• Quoted passage
= Beginning of Section =
Exceptions: A dog bite victim will probably not be eligible for compensation if:
- The victim was bitten by a police or military dog on duty
- The victim was trespassing or committing a crime at the home or business of the dog’s owner
- The victim is a veterinarian or veterinary worker bitten on the job
Precautions After A Dog Bite Occurs
There are several scenarios in which a dog bite might take place. If someone else’s dog bites you, your child or your dog, consider the circumstances. Do you know who owns the dog? Is it a puppy? Is the dog exhibiting strange or aggressive behavior?
If you know who owns the dog and the owner is present, exchange names and contact information. Obtain information from any witnesses, as well. Ask the owner if they can show proof their dog has an up-to-date rabies vaccination. If you do not know who owns the dog, you may need to get a rabies vaccination, which could cost more than $3,000.
What To Do After A Puppy Bites You
If a puppy bit you, stay calm and try not to react. A puppy is still a baby, and it may bite because it is teething, or trying to establish its dominance. A bite from a puppy is not likely to be the result of aggression.
Though it will probably be a minor dog bite, a puppy bite might still hurt, and it may break the skin as well. If the bite results in a superficial wound, follow the steps outlined below to treat it.
What To Do After An Unknown Dog Bites You
If you do not know the dog — or the owner of the dog — who is responsible for the bite, you will want to act to protect yourself from any possible disease or rabies the dog might have. Avoid trying to hold or catch the dog on your own. Instead, call 911 right away, then they or you can contact animal control. You want to clean the injured area so you can avoid transmitting bacteria that could cause an infection, and get proper medical attention and a rabies vaccination right away.
What If Your Dog Bites You?
If your dog bites you or a member of your household, it may be an upsetting experience, but it is best to try to remain calm. While you do not have to worry about contacting the police or taking down someone else’s information in this situation, you should still think about the circumstances around the bite. Was it accidental? Was the dog playing? Or, was he fighting with another dog and you got in the way? In this situation, don’t discipline the dog after the bite occurs. The dog will not understand the connection between the biting and the subsequent discipline.
= End of Section =
Natural-language object grounding records
= Beginning of Section =
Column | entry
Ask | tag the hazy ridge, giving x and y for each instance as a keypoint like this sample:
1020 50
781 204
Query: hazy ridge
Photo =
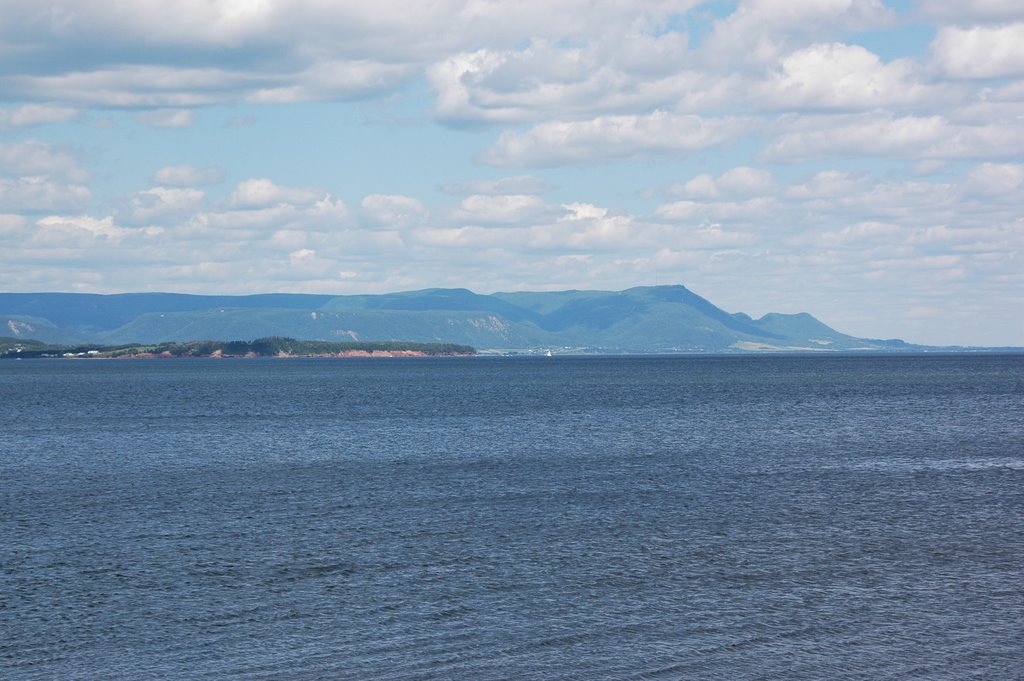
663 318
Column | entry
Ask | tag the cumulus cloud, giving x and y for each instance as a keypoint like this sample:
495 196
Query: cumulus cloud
= End of Section =
• Problems to solve
A. Answer these questions from the dog bite passage, one line each:
(i) How much could a rabies vaccination cost if you do not know who owns the dog?
(ii) What two reasons does the passage give for why a puppy may bite?
(iii) Whom should you call right away after an unknown dog bites you?
B. Please sum up the dog bite passage in two sentences.
C. Pick up the dog bite passage after its last sentence and continue it.

• Written answers
A.
(i) More than $3,000.
(ii) It may be teething, or it may be trying to establish its dominance.
(iii) 911.

B. A dog bite victim is probably not eligible for compensation if bitten by a police or military dog on duty, while trespassing or committing a crime at the owner's home or business, or as a veterinary worker on the job. After a bite, consider the circumstances: exchange information with a known owner and ask for proof of rabies vaccination, stay calm with a puppy, call 911 and get a rabies vaccination after an unknown dog's bite, and don't discipline your own dog afterward.

C.
There might be medical or behavioral reasons for the bite. Your dog may be concealing pain or injury, and perhaps you got too close and the dog reacted by nipping at you. If you suspect that could be the case, make an appointment with your veterinarian. If your dog bit you because you got too close to something valuable to him, like his favorite napping spot, toy or food bowl during mealtime, it’s possible the dog is starting to show signs of aggression. You may need to work with your dog to try to eliminate aggressive behaviors, and it might require enlisting the help of a professional dog trainer.
Four Things You Need To Know If Bitten By A Dog
- If you are bitten while in a public place and bitten by a dog running at large, the dog owner will generally be held responsible as long as you were not provoking the dog;
- If you are on the premises of the dog owner (i.e. home, farm, owner’s driveway, etc..) and get bitten, you will have the legal duty to prove that the owner knew the dog had “dangerous propensities.” This means that the dog had a prior history of aggression or viciousness that has been witnessed by someone, or the owner has admitted to. Owners rarely admit to these type of things, so you have to find out what the owner knows through their own friends and neighbors. This is not always an easy task, especially for owners you do not know very well.
- You need to have appropriate coverage for this type of scenario with your own homeowner’s insurance. Call your agent and ask if you have the correct type of coverage that will cover you if someone else’s dog bites you and does not have any, or enough, insurance coverage;
- You only have one year (unless you are a minor) to file your claim. After that, you are out of luck.